Lay out every line below as a numbered list, skipping any blank lines and leaving out the pictures.
(begin)
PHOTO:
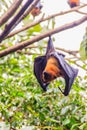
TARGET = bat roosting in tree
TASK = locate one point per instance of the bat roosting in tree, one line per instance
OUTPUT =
(36, 10)
(73, 3)
(53, 65)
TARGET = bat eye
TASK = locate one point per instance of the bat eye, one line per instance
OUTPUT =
(47, 76)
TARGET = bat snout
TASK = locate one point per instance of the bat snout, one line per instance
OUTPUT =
(46, 76)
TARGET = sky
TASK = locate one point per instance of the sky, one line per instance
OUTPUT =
(69, 39)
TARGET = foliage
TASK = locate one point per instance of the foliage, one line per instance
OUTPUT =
(83, 47)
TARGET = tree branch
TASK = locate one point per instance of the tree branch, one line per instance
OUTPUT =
(41, 36)
(42, 19)
(15, 5)
(15, 20)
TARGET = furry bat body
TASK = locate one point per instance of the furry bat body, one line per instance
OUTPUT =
(53, 65)
(73, 3)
(end)
> [Complete answer]:
1. PHOTO:
2. TARGET = bat roosting in tree
3. TASK = locate one point per instance of the bat roosting in tree, one line per instance
4. OUTPUT =
5. (36, 10)
6. (73, 3)
7. (53, 65)
8. TARGET = bat eye
9. TASK = locate one point per instance of the bat eye, one line per instance
10. OUTPUT =
11. (47, 76)
12. TARGET = bat snout
13. TASK = locate one point per instance of the bat snout, one line per instance
14. OUTPUT =
15. (46, 76)
16. TARGET = sky
17. TASK = locate one point per instance of the sky, one line per instance
18. OUTPUT =
19. (69, 39)
20. TARGET = foliage
21. TASK = locate one point per instance of the foliage, one line per instance
22. OUTPUT =
23. (83, 47)
24. TARGET = tree branch
25. TASK = locate one point per instance of the tree branch, one line per instance
26. OUTPUT =
27. (41, 36)
28. (42, 19)
29. (15, 5)
30. (15, 20)
31. TARGET = furry bat body
32. TASK = locate one point per instance of the furry bat body, one line per instance
33. OUTPUT =
34. (53, 65)
35. (73, 3)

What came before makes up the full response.